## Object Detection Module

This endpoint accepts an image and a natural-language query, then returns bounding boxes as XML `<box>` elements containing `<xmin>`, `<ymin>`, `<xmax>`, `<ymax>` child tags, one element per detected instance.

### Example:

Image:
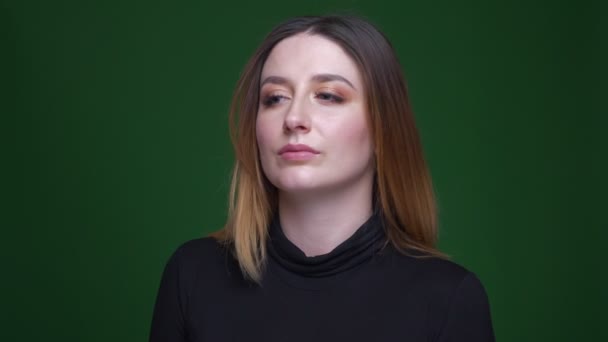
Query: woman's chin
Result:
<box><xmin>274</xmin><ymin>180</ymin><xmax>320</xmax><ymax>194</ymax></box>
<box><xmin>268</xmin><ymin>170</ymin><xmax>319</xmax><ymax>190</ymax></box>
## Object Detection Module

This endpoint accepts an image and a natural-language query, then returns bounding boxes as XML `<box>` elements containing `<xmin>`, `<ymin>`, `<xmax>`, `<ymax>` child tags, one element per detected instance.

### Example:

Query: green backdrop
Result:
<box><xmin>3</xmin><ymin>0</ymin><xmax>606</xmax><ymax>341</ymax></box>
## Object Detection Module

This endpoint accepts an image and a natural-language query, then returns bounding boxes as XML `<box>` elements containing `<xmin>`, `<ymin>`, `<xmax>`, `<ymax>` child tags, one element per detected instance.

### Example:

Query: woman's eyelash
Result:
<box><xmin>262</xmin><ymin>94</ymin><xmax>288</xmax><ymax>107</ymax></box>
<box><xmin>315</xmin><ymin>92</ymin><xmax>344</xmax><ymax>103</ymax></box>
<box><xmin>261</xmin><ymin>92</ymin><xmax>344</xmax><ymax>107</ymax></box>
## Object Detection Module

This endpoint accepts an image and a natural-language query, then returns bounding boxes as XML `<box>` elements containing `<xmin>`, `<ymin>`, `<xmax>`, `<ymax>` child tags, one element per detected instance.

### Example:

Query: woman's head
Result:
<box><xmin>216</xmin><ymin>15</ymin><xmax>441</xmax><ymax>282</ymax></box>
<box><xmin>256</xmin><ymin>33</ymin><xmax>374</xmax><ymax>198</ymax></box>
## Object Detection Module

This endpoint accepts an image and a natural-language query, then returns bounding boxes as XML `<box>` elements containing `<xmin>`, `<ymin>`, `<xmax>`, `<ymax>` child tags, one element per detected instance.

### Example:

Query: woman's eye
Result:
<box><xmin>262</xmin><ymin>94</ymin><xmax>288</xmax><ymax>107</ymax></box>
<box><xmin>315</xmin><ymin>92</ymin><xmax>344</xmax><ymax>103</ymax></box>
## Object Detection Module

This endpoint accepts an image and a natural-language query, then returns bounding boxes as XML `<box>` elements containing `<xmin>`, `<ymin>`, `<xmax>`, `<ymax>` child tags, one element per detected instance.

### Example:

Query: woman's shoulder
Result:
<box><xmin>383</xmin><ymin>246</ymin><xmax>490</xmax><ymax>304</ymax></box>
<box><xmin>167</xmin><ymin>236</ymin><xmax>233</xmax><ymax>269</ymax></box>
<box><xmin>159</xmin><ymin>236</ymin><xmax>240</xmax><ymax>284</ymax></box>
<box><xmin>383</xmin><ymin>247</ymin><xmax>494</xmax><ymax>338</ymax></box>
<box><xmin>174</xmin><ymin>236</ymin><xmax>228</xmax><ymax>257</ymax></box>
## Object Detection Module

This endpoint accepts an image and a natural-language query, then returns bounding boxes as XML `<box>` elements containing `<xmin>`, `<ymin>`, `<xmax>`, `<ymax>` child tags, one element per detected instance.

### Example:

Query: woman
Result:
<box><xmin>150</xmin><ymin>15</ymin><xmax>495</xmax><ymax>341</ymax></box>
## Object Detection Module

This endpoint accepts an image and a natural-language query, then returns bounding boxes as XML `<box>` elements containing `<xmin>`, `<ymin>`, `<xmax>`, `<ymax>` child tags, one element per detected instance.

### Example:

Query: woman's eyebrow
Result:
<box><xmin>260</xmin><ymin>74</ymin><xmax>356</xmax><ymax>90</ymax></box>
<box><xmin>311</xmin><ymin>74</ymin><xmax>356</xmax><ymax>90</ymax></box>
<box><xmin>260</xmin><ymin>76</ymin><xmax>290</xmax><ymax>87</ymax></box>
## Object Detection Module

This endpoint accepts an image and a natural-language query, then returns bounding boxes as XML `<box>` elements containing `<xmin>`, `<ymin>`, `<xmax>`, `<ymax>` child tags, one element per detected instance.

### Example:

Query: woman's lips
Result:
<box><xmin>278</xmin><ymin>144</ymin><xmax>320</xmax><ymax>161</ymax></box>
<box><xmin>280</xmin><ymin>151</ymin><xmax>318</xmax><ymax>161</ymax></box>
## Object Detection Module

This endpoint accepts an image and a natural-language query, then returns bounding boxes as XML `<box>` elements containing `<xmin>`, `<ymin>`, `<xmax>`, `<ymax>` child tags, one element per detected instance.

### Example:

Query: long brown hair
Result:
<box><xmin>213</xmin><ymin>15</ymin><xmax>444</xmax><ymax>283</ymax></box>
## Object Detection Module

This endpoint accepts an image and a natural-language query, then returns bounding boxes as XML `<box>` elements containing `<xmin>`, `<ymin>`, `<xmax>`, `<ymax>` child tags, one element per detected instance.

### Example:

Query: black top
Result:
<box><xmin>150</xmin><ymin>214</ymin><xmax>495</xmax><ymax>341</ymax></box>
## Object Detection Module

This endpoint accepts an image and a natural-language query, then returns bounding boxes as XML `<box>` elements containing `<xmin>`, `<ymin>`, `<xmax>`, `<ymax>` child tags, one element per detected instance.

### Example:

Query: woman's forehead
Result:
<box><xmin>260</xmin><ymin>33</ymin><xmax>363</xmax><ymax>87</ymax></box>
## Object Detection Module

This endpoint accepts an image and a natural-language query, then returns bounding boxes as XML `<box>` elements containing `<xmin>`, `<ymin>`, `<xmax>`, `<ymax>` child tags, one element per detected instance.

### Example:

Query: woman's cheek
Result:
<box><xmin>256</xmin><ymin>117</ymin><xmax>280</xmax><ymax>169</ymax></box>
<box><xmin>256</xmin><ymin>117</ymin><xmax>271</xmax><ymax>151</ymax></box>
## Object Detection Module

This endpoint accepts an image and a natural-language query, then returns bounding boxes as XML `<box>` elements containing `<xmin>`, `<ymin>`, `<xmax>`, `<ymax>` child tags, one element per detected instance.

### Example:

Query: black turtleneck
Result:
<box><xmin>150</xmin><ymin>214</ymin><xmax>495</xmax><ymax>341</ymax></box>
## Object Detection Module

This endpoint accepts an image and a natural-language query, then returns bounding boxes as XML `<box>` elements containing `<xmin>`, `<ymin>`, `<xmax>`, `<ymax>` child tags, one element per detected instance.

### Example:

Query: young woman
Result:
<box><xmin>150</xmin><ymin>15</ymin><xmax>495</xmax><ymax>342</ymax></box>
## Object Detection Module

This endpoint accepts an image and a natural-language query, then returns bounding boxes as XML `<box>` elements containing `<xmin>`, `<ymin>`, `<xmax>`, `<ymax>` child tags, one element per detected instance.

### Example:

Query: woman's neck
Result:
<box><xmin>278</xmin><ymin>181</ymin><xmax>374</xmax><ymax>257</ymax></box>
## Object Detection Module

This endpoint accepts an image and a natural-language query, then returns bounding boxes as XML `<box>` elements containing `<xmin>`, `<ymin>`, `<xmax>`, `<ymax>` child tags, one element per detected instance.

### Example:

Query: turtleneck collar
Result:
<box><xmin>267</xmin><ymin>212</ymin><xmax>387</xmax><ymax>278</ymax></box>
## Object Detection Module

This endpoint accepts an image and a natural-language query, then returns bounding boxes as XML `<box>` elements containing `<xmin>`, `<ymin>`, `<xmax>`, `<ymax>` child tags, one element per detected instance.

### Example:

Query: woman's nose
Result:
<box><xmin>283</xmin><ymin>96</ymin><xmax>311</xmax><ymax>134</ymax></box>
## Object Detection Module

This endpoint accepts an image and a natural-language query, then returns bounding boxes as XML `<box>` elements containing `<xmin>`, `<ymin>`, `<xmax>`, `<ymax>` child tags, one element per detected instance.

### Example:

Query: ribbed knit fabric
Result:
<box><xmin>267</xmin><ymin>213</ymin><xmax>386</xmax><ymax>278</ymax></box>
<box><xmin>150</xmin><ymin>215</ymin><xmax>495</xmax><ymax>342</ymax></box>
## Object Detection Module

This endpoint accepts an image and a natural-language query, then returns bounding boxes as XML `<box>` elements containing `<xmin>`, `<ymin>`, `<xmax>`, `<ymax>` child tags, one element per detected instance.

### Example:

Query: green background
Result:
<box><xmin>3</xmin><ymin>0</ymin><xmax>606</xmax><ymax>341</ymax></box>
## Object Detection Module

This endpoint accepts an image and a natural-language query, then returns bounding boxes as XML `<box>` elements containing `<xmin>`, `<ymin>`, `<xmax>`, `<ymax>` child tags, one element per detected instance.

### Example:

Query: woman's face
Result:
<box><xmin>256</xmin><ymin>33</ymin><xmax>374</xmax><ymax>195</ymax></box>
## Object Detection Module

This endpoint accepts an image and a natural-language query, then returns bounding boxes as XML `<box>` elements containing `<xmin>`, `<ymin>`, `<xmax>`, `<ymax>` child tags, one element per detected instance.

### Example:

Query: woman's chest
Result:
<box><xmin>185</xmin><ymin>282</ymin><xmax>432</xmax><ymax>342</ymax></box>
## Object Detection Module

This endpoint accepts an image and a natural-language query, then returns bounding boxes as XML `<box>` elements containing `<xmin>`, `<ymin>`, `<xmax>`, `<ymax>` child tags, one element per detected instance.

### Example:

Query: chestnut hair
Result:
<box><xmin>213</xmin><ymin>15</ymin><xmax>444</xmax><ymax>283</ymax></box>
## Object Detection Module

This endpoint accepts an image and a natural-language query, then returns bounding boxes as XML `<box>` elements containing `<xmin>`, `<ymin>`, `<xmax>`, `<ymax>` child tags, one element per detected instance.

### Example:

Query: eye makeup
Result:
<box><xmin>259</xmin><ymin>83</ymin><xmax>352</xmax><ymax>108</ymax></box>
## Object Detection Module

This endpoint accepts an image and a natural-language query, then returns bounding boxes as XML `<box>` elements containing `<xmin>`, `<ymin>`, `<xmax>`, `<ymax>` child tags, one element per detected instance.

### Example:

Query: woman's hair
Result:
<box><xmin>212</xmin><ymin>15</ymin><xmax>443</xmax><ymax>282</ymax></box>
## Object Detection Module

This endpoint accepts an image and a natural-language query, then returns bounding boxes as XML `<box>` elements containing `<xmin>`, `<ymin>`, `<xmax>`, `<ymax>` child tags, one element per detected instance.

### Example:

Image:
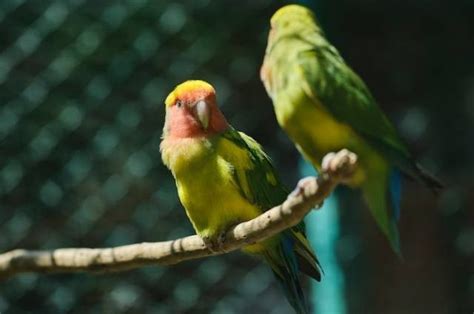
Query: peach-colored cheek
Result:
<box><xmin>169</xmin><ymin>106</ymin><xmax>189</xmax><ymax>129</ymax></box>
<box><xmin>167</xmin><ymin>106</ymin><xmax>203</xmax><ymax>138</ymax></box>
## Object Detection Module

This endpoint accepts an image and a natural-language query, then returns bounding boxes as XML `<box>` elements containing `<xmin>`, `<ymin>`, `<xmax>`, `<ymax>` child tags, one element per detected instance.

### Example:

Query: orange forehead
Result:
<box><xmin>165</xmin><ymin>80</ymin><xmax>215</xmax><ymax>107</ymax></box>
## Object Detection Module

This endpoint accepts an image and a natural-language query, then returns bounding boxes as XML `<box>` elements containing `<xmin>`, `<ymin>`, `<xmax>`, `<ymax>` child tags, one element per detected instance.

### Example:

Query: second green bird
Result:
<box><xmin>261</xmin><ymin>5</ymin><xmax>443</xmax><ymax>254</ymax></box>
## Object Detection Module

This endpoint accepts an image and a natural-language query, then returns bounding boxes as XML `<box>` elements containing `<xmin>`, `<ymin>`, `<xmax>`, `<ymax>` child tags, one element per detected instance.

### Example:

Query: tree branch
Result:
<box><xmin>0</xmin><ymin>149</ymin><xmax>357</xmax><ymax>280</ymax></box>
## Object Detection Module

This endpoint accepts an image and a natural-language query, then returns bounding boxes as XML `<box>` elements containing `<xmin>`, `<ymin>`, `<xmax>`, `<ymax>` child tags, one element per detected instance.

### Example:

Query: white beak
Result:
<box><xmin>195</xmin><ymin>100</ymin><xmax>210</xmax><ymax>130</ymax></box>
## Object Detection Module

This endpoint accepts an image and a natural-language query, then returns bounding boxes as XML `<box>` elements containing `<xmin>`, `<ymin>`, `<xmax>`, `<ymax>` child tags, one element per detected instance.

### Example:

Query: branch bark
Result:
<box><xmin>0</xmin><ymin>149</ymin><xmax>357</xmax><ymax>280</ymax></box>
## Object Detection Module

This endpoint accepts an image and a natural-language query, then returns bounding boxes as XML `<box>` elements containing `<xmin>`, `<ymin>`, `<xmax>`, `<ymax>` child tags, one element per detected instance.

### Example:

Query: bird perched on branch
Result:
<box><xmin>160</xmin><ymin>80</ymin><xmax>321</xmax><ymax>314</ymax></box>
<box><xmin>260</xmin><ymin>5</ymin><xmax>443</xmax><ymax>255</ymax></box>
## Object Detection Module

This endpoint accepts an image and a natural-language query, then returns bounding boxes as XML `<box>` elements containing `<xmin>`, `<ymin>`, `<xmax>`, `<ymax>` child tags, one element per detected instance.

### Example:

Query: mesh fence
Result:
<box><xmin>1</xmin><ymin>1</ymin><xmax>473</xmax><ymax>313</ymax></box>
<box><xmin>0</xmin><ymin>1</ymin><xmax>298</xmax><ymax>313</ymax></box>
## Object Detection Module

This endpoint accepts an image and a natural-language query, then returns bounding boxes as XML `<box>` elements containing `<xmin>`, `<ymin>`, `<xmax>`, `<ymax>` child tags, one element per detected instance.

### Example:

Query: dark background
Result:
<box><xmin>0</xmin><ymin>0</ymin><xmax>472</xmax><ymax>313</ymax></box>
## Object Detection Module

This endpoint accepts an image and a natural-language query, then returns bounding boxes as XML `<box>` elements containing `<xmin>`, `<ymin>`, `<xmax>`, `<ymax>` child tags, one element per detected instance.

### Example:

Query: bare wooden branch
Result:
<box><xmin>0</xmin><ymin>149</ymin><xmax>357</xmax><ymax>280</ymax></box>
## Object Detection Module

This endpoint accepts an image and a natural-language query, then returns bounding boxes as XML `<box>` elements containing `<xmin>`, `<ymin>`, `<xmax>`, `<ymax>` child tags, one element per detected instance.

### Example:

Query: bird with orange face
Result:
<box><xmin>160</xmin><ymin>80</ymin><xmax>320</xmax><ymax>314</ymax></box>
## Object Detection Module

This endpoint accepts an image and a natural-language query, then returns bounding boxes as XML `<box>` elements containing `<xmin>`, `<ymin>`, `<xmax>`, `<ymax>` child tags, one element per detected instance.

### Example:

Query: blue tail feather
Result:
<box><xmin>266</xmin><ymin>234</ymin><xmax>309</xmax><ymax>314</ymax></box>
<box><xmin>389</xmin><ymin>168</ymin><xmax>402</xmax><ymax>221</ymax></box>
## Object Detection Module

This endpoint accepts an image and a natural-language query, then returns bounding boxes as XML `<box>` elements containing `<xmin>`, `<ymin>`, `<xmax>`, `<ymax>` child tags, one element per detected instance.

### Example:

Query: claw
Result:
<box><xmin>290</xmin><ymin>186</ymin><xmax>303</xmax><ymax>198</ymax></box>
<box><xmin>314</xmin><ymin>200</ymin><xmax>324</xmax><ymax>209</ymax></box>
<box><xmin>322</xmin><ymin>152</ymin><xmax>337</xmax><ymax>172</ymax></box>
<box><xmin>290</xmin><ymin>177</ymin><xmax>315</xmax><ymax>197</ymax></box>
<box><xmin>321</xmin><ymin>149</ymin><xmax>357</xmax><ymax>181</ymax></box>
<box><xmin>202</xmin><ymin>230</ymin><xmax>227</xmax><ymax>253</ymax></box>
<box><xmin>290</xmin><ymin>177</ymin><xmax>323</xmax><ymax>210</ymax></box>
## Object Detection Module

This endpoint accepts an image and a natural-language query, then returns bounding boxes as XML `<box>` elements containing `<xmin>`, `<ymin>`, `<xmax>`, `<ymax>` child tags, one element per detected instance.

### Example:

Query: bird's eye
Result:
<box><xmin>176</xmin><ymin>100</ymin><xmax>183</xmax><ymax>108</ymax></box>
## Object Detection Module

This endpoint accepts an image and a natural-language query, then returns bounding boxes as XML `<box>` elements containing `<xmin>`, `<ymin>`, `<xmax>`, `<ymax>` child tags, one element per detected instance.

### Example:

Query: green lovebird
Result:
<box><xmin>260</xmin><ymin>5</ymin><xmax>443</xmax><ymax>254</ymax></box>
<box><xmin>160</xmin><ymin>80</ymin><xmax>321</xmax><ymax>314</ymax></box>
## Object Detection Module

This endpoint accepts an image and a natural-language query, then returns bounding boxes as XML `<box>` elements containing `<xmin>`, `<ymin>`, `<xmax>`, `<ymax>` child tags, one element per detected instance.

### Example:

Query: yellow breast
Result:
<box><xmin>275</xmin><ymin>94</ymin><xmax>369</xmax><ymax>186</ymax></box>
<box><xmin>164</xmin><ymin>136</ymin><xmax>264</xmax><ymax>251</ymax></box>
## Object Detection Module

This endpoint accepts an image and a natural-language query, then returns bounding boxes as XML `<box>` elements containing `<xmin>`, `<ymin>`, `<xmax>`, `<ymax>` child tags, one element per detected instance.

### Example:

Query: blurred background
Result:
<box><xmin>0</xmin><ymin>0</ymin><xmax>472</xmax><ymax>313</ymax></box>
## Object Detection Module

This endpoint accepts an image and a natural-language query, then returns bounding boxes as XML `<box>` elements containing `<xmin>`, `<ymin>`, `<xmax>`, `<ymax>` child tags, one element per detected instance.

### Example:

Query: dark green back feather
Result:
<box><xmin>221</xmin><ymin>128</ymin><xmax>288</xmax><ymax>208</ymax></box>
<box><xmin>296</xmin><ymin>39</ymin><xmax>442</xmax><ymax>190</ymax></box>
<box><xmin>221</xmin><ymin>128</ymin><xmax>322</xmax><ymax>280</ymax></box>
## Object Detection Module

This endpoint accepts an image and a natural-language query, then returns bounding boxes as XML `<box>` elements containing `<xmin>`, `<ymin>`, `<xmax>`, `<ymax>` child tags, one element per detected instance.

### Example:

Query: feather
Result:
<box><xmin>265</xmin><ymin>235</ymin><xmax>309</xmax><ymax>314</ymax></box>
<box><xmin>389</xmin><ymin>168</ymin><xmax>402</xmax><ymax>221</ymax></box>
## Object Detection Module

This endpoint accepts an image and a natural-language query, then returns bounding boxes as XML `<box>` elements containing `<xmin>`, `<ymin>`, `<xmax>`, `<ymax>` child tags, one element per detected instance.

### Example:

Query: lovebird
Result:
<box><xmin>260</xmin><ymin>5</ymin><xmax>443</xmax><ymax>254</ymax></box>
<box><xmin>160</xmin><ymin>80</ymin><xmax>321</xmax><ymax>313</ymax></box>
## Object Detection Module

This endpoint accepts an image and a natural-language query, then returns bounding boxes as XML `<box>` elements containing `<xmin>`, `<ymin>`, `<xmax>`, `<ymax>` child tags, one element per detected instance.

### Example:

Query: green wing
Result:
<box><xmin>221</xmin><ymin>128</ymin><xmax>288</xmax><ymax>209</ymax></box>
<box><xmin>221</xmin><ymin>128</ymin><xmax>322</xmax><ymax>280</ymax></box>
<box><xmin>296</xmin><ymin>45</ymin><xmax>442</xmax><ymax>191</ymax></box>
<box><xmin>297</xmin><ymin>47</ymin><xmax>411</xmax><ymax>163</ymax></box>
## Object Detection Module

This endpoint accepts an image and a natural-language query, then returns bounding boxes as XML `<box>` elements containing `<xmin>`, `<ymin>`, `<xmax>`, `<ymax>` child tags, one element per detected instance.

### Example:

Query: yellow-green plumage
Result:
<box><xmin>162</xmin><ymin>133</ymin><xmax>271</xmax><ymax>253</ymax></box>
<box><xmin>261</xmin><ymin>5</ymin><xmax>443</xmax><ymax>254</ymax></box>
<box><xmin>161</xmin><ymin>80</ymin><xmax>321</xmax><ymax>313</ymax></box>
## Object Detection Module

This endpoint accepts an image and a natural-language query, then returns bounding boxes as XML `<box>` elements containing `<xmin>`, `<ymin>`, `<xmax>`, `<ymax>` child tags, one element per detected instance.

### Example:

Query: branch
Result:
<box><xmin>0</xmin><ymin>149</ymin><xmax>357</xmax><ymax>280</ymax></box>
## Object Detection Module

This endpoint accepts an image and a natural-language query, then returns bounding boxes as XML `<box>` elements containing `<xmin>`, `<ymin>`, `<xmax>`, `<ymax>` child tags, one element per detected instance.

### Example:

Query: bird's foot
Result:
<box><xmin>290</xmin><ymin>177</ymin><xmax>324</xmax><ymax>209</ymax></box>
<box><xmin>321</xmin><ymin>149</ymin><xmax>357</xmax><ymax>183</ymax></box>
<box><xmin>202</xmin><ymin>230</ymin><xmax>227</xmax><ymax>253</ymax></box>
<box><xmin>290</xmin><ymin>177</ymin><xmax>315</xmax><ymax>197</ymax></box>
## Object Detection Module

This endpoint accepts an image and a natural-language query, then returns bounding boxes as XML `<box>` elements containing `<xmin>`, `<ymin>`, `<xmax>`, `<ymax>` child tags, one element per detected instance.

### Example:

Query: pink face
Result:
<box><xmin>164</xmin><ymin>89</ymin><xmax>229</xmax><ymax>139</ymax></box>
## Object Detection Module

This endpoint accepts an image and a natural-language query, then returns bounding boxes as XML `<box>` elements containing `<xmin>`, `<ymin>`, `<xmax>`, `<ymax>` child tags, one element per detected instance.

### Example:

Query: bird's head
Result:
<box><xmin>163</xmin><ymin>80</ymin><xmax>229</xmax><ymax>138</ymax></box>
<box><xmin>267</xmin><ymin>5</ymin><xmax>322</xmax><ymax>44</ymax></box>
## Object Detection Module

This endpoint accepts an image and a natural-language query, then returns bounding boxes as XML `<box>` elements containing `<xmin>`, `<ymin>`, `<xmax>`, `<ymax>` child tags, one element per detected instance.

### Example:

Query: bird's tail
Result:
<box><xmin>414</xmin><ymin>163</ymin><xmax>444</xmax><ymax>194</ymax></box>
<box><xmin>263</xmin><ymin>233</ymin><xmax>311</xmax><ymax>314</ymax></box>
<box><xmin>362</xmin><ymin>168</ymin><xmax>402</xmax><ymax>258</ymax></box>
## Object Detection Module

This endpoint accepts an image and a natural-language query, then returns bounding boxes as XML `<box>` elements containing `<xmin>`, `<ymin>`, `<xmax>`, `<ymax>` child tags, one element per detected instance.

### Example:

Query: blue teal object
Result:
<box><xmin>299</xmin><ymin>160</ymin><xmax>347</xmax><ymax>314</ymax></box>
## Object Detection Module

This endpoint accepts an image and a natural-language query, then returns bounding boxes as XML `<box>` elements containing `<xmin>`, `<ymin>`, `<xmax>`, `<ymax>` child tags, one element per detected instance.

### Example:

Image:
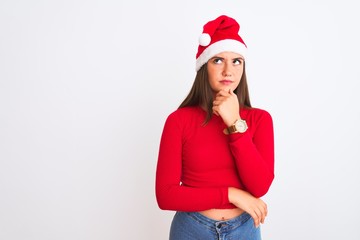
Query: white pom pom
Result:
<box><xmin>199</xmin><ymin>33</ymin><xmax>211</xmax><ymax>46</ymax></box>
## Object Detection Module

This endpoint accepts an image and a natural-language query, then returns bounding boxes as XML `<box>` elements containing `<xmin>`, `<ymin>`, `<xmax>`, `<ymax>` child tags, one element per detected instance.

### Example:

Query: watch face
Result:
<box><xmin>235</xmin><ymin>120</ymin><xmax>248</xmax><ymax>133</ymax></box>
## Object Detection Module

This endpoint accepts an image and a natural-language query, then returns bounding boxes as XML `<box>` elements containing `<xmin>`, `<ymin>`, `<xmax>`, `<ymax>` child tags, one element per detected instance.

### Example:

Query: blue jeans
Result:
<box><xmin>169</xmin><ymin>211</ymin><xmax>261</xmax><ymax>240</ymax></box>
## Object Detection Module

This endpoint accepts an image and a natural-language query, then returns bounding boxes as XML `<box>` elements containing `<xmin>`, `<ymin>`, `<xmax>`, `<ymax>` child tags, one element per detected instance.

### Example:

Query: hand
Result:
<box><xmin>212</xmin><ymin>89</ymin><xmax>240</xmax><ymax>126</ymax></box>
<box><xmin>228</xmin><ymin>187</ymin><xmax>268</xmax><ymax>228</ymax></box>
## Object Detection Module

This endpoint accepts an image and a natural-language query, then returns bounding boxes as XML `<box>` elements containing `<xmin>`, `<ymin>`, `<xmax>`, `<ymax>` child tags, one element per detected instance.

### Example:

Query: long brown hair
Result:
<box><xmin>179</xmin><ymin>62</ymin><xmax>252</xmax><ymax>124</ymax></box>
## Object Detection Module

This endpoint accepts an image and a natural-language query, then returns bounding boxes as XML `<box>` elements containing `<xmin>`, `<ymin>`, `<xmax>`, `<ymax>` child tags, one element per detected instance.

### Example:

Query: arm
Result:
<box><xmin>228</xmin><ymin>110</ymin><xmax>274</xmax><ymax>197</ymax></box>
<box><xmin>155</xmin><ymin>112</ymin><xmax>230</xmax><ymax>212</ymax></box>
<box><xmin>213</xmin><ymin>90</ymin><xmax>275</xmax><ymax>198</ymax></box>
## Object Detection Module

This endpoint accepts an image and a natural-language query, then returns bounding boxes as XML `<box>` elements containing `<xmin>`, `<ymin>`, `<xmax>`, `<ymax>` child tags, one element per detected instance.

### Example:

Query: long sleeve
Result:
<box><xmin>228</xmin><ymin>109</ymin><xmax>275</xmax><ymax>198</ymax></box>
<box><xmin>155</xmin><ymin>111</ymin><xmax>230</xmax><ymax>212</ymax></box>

**YOUR INSTRUCTIONS:** Across the data, pull every line containing the string "black".

**TASK OUTPUT:**
Query: black top
Query: black turtleneck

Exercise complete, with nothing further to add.